(Data supplied)

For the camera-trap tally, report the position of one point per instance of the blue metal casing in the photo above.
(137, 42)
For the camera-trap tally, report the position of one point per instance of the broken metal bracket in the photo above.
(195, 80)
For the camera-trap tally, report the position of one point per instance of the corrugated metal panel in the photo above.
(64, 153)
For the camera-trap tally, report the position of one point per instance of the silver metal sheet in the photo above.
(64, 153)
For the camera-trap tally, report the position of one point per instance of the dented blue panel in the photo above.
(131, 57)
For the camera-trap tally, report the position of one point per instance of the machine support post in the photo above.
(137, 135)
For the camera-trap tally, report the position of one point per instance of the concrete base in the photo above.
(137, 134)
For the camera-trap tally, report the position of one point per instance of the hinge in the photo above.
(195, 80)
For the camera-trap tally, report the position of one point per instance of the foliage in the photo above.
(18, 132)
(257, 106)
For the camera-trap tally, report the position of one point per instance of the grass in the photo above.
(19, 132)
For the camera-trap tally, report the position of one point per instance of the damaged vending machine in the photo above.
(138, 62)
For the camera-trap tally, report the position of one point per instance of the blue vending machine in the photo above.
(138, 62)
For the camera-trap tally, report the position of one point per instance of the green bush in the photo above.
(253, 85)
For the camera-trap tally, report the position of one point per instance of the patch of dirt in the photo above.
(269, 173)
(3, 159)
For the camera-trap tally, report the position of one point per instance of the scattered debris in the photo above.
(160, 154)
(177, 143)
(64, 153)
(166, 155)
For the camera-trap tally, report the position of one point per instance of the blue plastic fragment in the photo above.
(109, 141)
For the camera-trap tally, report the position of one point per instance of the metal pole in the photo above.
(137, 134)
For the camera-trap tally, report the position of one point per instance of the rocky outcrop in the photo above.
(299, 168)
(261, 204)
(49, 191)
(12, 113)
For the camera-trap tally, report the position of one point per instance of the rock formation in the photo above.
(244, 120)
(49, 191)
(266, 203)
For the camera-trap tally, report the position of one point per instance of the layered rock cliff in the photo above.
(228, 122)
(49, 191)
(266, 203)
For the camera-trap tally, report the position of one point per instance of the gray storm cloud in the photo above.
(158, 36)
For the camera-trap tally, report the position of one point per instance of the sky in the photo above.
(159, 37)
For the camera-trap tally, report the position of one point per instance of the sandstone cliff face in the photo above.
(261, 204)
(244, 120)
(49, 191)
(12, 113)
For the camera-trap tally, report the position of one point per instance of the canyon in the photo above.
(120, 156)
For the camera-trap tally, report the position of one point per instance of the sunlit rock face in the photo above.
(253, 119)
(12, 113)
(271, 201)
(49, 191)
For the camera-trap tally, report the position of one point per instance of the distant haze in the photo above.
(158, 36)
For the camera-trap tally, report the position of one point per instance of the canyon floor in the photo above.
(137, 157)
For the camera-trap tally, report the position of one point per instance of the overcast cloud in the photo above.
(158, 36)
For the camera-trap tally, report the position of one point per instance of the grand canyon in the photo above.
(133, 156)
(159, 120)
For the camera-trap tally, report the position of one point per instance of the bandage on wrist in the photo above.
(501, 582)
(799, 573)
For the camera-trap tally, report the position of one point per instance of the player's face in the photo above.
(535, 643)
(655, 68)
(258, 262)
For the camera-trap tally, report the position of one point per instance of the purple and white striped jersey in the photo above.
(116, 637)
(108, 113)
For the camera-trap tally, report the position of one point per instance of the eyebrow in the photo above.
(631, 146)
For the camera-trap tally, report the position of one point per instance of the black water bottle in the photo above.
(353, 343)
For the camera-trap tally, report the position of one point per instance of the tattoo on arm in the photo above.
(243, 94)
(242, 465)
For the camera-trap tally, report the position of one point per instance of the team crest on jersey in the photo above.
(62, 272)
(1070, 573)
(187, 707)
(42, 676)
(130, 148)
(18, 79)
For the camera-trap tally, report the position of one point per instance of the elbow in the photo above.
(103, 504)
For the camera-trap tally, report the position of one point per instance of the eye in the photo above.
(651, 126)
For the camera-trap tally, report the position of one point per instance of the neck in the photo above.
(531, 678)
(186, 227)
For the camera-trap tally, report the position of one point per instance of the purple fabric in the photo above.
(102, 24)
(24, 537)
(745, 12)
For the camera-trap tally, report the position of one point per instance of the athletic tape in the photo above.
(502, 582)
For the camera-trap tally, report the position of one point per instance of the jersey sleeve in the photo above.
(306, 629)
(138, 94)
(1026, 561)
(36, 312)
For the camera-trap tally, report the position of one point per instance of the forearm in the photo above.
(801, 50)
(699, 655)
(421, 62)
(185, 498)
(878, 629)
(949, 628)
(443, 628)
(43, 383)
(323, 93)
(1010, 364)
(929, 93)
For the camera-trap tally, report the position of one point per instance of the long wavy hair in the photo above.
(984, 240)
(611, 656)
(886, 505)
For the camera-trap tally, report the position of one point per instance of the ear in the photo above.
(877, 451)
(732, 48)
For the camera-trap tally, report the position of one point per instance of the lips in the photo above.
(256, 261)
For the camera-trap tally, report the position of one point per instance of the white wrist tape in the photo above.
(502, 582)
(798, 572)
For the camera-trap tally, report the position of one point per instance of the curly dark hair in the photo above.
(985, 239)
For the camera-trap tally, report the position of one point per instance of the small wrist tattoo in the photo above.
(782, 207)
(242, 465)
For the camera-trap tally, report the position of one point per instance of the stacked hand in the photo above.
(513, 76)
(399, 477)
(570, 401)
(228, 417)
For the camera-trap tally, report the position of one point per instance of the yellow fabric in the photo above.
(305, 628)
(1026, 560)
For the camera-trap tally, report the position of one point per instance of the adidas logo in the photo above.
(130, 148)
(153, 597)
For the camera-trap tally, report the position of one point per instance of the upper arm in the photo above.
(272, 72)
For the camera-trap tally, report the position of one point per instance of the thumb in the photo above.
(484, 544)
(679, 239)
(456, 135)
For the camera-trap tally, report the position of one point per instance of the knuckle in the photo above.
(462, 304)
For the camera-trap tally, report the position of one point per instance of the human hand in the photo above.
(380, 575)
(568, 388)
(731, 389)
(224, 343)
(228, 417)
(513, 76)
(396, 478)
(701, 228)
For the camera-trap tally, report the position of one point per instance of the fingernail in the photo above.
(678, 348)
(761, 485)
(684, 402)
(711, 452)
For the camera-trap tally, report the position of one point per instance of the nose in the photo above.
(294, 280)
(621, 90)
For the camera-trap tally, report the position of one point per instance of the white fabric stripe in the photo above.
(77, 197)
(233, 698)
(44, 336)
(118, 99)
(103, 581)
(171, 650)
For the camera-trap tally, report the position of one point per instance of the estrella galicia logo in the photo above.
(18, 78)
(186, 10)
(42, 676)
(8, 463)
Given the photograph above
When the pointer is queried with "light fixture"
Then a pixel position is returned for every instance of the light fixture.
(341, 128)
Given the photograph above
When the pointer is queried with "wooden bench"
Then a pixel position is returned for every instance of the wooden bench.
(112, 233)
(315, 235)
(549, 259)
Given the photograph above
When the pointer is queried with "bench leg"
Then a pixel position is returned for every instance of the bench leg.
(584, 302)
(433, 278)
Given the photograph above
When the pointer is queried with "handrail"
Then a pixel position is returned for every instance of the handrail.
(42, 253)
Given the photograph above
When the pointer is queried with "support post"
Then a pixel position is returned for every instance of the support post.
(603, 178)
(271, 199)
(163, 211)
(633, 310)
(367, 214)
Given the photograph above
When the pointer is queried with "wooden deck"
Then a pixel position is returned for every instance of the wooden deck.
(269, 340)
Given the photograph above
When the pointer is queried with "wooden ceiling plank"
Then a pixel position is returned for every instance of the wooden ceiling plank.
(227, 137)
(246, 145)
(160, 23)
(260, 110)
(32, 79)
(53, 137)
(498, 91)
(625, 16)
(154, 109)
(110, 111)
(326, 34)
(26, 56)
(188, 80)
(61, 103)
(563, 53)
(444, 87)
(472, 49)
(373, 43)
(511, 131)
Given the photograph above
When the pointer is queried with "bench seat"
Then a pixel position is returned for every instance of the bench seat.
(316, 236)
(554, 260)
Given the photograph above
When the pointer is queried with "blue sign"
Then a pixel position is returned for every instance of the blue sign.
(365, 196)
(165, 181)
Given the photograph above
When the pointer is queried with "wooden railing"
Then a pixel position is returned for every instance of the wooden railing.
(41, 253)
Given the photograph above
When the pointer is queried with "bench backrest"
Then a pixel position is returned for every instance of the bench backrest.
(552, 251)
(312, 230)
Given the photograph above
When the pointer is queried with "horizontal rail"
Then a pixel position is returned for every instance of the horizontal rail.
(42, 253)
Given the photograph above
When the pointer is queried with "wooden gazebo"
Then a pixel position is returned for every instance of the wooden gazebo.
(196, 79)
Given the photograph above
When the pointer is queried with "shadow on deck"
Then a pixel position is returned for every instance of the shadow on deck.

(Problem requirements) Every line of the listing that holds "shadow" should be found and copied.

(Answer section)
When the pointer is queried with "shadow on deck"
Then a pixel position is returned for every instance of the shadow on deck.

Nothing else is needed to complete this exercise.